Start of WORKING DATA

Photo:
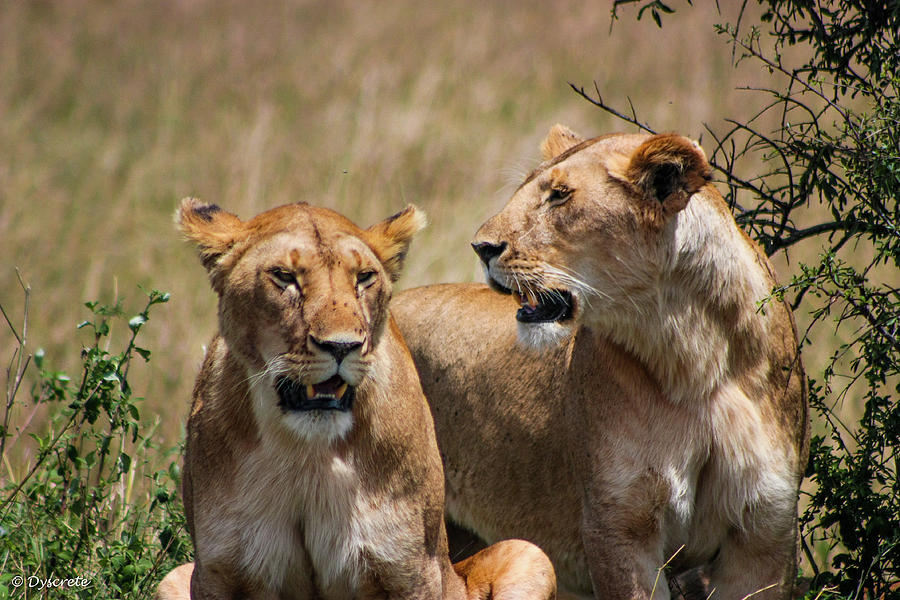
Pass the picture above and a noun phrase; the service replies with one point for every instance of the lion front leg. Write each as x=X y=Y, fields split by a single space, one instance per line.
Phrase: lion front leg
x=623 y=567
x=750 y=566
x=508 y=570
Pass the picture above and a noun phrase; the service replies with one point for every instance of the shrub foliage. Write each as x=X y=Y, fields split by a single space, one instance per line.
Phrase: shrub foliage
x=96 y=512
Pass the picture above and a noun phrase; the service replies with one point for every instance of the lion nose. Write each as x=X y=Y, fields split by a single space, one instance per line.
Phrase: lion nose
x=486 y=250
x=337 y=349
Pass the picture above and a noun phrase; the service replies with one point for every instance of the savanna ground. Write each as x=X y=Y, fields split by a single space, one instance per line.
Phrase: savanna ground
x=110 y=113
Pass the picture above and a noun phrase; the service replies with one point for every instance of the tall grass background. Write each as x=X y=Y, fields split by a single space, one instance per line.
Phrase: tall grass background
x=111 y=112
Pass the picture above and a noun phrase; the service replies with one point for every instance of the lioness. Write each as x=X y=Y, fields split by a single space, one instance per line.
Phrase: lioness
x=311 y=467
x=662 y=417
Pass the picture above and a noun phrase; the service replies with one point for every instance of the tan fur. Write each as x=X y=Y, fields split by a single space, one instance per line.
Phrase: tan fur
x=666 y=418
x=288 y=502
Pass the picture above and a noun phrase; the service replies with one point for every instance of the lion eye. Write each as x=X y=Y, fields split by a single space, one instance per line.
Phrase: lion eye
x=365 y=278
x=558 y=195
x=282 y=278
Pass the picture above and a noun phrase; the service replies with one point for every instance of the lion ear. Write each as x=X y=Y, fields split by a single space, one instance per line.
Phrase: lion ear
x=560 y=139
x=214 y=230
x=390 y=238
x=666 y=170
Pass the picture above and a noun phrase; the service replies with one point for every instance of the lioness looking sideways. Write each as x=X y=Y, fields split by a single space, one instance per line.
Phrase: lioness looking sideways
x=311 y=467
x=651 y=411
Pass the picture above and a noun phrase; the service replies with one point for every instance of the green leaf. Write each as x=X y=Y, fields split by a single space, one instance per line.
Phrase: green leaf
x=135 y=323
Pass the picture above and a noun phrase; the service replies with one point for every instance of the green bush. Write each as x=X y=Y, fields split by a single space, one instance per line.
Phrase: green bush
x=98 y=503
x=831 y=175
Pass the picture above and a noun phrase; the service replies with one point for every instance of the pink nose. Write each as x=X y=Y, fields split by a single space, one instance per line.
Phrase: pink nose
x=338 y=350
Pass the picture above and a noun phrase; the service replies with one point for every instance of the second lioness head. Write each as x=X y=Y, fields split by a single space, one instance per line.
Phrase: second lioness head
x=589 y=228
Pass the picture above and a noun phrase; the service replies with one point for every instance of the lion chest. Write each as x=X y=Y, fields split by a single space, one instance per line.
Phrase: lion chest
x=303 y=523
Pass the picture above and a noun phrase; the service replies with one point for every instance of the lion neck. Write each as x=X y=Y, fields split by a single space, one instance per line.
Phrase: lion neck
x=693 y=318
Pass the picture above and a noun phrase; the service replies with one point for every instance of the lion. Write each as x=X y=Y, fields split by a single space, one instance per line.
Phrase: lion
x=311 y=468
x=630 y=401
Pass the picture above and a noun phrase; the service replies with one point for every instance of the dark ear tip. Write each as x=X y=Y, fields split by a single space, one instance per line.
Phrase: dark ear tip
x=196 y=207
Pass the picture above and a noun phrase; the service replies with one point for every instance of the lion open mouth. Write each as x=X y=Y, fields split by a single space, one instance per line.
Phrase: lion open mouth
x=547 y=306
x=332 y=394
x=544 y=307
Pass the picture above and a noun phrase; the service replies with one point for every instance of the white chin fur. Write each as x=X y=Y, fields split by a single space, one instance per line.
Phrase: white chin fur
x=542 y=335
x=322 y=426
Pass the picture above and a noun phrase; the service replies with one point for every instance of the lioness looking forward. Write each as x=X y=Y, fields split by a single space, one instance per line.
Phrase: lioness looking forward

End of WORKING DATA

Render everything in the listing from the line containing "of the lion." down to the line containing "x=196 y=207" as a Markdown table with the columns Row and Line, omitting any blank lines.

** ANSWER TO THIS EXERCISE **
| Row | Line |
|---|---|
| 1 | Pass the picture above and a noun phrase; the service replies with one point for every instance of the lion. Write each as x=X y=Y, fields split by a single space, one instance per line. |
| 2 | Phrase: lion |
| 3 | x=311 y=468 |
| 4 | x=630 y=401 |
| 5 | Pass the picture above and a noun phrase; the service replies with one point for every instance of the dark ear tip. Write each as x=X y=Y, fields split by a single space, one instance per line. |
| 6 | Phrase: dark ear tip |
| 7 | x=196 y=207 |